Object detection data
══════
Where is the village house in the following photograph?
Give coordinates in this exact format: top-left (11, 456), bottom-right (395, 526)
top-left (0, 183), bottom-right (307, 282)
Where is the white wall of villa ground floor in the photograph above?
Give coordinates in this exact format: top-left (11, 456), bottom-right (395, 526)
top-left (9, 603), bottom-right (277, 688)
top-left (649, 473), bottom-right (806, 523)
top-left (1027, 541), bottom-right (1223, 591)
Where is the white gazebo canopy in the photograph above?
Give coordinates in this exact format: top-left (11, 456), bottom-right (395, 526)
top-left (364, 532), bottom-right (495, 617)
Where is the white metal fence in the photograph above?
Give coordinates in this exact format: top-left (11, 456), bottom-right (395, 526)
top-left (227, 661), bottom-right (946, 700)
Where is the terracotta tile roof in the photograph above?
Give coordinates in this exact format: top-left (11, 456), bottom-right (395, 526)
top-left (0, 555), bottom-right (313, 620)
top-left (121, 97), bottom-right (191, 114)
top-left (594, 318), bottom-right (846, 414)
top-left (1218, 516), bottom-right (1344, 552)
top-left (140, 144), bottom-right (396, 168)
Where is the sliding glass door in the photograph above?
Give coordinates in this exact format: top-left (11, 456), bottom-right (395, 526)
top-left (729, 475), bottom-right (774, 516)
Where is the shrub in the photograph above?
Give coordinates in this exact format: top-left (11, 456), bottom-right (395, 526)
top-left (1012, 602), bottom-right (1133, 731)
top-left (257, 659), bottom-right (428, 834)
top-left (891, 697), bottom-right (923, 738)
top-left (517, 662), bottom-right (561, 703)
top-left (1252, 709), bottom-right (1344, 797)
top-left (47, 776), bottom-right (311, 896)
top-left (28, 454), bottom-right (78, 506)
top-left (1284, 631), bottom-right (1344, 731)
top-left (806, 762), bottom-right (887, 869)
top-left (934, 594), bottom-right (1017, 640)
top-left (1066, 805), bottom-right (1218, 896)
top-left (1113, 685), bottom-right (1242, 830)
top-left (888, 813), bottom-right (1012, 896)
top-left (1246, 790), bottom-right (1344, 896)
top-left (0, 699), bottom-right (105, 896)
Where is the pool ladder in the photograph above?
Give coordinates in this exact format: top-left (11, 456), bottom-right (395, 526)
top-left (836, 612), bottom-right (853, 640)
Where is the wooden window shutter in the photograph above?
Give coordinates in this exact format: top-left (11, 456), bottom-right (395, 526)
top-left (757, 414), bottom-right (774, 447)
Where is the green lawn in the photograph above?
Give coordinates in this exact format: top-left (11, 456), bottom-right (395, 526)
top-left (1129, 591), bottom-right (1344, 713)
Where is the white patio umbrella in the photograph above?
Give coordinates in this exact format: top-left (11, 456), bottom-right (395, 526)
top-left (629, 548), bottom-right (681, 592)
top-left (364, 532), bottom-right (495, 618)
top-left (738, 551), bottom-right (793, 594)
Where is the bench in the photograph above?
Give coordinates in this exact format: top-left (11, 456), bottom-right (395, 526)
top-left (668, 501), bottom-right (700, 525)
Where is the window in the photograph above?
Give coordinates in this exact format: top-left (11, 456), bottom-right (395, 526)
══════
STATED EXERCISE
Retype the lines of the material above exactly, starting with the first line and going on through the line that contains "top-left (0, 699), bottom-right (105, 896)".

SOLUTION
Where is the village house in the following photograph?
Give coordinates in this exact format: top-left (11, 456), bottom-right (395, 526)
top-left (0, 183), bottom-right (307, 282)
Where is the white wall of villa ground floor in the photograph above?
Give coordinates in this exact format: top-left (11, 456), bottom-right (395, 526)
top-left (9, 603), bottom-right (277, 688)
top-left (649, 473), bottom-right (806, 523)
top-left (1027, 541), bottom-right (1223, 591)
Where is the white gazebo canopy in the photograph above?
Give coordinates in this exact format: top-left (11, 456), bottom-right (395, 526)
top-left (364, 532), bottom-right (495, 617)
Where is the white metal fence in the photograph above?
Give coordinates in this exact format: top-left (11, 456), bottom-right (395, 526)
top-left (227, 661), bottom-right (946, 700)
Where is the terracotta tile roof in the photograph above?
Give coordinates in this exact format: top-left (11, 456), bottom-right (395, 526)
top-left (0, 555), bottom-right (313, 620)
top-left (121, 97), bottom-right (191, 114)
top-left (594, 318), bottom-right (846, 414)
top-left (1218, 516), bottom-right (1344, 552)
top-left (140, 144), bottom-right (396, 168)
Where is the sliding glass door in the photograph above?
Give coordinates in this exact format: top-left (11, 456), bottom-right (395, 526)
top-left (729, 475), bottom-right (774, 516)
Where is the shrub in the photograph above?
Give coordinates in this exact format: top-left (11, 456), bottom-right (395, 526)
top-left (1012, 602), bottom-right (1133, 731)
top-left (257, 659), bottom-right (428, 834)
top-left (891, 697), bottom-right (923, 738)
top-left (517, 662), bottom-right (561, 703)
top-left (1252, 709), bottom-right (1344, 797)
top-left (47, 776), bottom-right (311, 896)
top-left (28, 454), bottom-right (78, 506)
top-left (1284, 631), bottom-right (1344, 731)
top-left (806, 762), bottom-right (887, 869)
top-left (934, 594), bottom-right (1017, 640)
top-left (1066, 805), bottom-right (1218, 896)
top-left (1113, 685), bottom-right (1242, 830)
top-left (888, 813), bottom-right (1012, 896)
top-left (1246, 790), bottom-right (1344, 896)
top-left (0, 699), bottom-right (105, 896)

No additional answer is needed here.